Aufgabenstellung:
A) Von welchen beiden Parteien lagen laut dem Textauszug Anträge zur Debatte im Landtag vor?
B) Ermittle alle Zeilen des Übungsmaterials, in denen die Zeichenfolge „wing“ vorkommt, und schreibe sie ab.

Textauszug:

━━━━━━━━━━

Rede zur Debatte zur Umsetzung des Asyverfahrensbeschleunigungsgesetzes in Brandenburg

Rede zur Debatte zur Umsetzung des Asyverfahrensbeschleunigungsgesetzes in Brandenburg

Heute fand im Landtag eine Debatte zur Umsetzung des Asylverfahrensbescleunigungsgesetzes statt. Dazu lagen ein Antrag der CDU und einer von Bündnis 90/Die Grünen vor. Mein Redeskript dokumentiere ich hier, wobei ich in diesem Fall darauf hinweisen will, dass das gesprochene Wort gilt, weil ich durch den Verlauf der Debatte einige Dinge ergänzt habe.

„Herr Vizepräsident, meine Damen und Herren,

in dieser Debatte behandeln wir zwei Anträge, die unterschiedlicher kaum sein könnten. Der von Bündnis 90/DIE GRÜNEN setzt auf eine konsequente Ausnutzung bundesgesetzlicher Spielräume zu Gunsten einer humanen Flüchtlingspolitik. Inhaltlich stimmen wir da in weiten Teilen überein, auch wenn der Antrag verzichtbar ist, da diese Koalition einen Großteil dessen bereits umsetzt und wir mit dem Entschließungsantrag in der aktuellen Stunde bereits die Weichen in diese Richtung gestellt haben.

Der Antrag der CDU spricht eine völlig andere Sprache. Er setzt auf Abschreckung und versucht, gegebene Spielräume so hart wie möglich auszulegen.

Meine Damen und Herren von der CDU,

selbstverständlich wird in Brandenburg das Asylverfahrensbeschleunigungsgesetz umgesetzt. Wie im Übrigen auch jedes andere Bundesgesetz in Brandenburg umgesetzt wird, völlig unabhängig davon, ob Brandenburg im Bundesrat zugestimmt hat oder nicht. Und ich finde es unredlich, das Gegenteil zu suggerieren.

Ihr Antrag liest sich in weiten Teilen, als würde auf einmal alles gut werden, wenn wir es Geflüchteten so unangenehm wie möglich bei uns machen und abgelehnte Asylsuchende möglichst schnell wieder los werden.

Hören Sie auf so zu tun, als würden schärfere Abschiebungsregelungen irgendein Problem lösen. Selbst wenn wir alle vollziehbar Ausreisepflichtigen auf einmal abschieben würden, würde das nur die Zahl ausmachen, die aktuell innerhalb weniger Tage nach Brandenburg kommt. Bei einem Aufwand, der Personal und finanziellen Ressourcen in einer Größenordnung bindet, der kaum zu rechtfertigen ist. Und da bin ich noch gar nicht bei den psychischen Belastungen für die Menschen. Deshalb ist es der richtige Weg, dass wir in Brandenburg weiterhin zuerst auf das Instrument der sogenannten freiwilligen Rückführung setzen.

━━━━━━━━━━

Übungsmaterial:
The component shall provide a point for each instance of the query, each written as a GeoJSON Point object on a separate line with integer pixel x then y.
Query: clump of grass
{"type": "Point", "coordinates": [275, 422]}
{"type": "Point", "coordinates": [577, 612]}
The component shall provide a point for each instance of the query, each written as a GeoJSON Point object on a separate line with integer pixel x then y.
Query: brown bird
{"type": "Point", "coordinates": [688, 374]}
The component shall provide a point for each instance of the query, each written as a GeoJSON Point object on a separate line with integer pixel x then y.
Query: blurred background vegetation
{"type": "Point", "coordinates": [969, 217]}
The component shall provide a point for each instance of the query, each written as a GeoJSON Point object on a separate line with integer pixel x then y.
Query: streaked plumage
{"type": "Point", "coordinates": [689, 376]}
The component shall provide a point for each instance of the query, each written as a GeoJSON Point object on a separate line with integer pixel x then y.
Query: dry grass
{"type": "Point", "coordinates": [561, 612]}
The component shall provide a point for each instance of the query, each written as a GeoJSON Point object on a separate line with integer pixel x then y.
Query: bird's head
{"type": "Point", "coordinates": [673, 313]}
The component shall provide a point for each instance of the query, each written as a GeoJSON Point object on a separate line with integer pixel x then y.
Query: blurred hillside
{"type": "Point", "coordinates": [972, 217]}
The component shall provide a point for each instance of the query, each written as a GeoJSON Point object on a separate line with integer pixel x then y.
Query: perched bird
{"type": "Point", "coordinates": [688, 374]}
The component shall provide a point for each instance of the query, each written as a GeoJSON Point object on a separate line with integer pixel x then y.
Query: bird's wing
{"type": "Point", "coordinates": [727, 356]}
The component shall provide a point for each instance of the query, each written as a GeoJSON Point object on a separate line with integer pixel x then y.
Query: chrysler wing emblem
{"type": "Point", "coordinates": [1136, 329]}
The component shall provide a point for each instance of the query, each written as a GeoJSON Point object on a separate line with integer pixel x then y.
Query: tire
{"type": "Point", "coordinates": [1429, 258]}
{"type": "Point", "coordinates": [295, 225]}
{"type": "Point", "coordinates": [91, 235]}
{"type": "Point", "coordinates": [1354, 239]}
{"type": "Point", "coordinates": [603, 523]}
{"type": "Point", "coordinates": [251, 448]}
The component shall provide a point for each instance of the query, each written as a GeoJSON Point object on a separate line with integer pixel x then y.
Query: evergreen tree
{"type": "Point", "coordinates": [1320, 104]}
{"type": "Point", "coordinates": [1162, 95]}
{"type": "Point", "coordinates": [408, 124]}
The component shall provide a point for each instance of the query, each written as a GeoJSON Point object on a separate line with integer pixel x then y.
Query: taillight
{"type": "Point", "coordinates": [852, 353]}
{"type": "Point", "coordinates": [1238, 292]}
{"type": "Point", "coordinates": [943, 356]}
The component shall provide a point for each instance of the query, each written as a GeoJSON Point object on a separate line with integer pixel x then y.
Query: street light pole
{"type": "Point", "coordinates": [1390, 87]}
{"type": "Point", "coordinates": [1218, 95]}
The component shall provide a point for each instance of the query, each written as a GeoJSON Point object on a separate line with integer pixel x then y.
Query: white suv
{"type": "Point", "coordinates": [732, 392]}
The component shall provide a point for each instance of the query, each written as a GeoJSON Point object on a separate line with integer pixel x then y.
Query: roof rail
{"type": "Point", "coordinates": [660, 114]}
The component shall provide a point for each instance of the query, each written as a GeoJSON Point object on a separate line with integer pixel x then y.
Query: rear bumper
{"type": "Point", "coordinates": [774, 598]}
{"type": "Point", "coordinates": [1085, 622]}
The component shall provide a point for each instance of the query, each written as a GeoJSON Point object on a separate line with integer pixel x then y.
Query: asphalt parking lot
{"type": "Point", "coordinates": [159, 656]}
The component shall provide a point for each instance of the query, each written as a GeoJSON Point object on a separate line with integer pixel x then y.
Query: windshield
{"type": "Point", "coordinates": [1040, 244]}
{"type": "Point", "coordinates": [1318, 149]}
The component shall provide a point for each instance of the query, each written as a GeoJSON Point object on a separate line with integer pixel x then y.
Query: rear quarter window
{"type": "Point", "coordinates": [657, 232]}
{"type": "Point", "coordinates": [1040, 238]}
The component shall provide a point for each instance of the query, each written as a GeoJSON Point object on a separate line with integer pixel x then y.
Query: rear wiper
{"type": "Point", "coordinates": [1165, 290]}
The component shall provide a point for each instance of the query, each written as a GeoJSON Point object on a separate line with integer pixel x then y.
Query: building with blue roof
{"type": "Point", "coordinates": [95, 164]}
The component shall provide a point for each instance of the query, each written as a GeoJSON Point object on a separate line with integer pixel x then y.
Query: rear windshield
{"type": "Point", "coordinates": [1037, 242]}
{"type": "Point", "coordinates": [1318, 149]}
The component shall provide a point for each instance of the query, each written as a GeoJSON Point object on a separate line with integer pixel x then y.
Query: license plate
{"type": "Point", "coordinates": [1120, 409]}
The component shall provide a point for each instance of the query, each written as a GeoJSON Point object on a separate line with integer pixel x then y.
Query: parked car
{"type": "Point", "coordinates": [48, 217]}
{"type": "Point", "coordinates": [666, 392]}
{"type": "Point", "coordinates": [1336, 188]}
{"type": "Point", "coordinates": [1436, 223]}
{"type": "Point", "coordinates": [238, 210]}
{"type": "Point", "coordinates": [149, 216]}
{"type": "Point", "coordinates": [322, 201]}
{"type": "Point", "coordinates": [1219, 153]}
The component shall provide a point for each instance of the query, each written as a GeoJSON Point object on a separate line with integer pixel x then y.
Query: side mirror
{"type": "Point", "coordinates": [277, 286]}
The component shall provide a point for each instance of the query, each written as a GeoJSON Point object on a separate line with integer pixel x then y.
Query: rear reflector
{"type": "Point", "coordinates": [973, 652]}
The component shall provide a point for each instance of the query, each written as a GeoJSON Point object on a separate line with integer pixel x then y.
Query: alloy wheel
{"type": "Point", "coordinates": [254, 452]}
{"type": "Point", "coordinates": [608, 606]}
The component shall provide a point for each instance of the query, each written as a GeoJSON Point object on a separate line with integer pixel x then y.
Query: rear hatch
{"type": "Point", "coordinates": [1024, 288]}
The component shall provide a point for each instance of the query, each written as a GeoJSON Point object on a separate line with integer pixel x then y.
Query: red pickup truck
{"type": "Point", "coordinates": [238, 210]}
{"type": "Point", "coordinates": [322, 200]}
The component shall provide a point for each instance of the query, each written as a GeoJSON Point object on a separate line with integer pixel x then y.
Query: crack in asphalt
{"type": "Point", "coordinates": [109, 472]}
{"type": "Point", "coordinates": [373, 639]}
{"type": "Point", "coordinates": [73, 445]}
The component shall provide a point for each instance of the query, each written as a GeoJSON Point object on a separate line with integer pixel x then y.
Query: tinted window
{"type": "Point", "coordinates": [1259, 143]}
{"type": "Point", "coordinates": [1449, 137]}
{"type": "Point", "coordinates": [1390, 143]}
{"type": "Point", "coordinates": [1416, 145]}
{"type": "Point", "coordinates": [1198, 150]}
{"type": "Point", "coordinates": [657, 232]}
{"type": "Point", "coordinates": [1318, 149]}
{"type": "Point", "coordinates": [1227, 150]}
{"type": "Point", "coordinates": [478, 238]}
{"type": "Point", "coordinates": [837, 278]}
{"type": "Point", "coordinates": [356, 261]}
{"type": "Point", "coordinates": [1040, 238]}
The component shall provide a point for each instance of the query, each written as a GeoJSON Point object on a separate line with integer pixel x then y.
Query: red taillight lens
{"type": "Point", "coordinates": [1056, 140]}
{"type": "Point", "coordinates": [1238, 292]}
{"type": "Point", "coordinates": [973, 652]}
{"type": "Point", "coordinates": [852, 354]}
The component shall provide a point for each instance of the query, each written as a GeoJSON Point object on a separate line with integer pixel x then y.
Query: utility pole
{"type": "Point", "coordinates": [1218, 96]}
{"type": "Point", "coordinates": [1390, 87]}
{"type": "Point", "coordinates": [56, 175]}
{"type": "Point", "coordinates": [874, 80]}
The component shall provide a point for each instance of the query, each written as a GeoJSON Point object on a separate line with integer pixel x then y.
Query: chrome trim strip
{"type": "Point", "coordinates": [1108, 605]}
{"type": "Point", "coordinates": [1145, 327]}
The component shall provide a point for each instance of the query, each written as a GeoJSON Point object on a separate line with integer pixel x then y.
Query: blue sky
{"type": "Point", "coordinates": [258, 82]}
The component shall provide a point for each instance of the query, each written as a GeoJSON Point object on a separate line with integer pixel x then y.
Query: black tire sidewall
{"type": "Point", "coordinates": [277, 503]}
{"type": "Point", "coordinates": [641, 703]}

━━━━━━━━━━

Vollständige Antworten:
A) Von der CDU und von Bündnis 90/Die Grünen.

B)
Query: bird's wing
Query: chrysler wing emblem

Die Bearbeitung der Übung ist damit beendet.